▶ **WHAT THE TASK REQUIRES**
Please reproduce every line of the entries below, requests included, scaling each bounding box coordinate in the answers by 0.5 and rounding to whole numbers, with halves rounded up. Keep the numbers in the requests and their format samples unchanged.

▶ **DATA SHOWN**
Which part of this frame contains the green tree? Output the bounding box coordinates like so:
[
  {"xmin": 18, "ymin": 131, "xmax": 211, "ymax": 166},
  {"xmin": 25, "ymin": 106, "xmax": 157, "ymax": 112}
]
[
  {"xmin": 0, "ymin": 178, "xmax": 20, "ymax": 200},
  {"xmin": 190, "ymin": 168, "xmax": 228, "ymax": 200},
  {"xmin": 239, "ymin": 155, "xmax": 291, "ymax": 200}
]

▶ **FINAL RESULT**
Which part of this frame contains the green tree? Output the bounding box coordinates like so:
[
  {"xmin": 18, "ymin": 131, "xmax": 211, "ymax": 166},
  {"xmin": 25, "ymin": 106, "xmax": 157, "ymax": 112}
]
[
  {"xmin": 0, "ymin": 89, "xmax": 10, "ymax": 100},
  {"xmin": 95, "ymin": 84, "xmax": 114, "ymax": 100},
  {"xmin": 120, "ymin": 78, "xmax": 146, "ymax": 100}
]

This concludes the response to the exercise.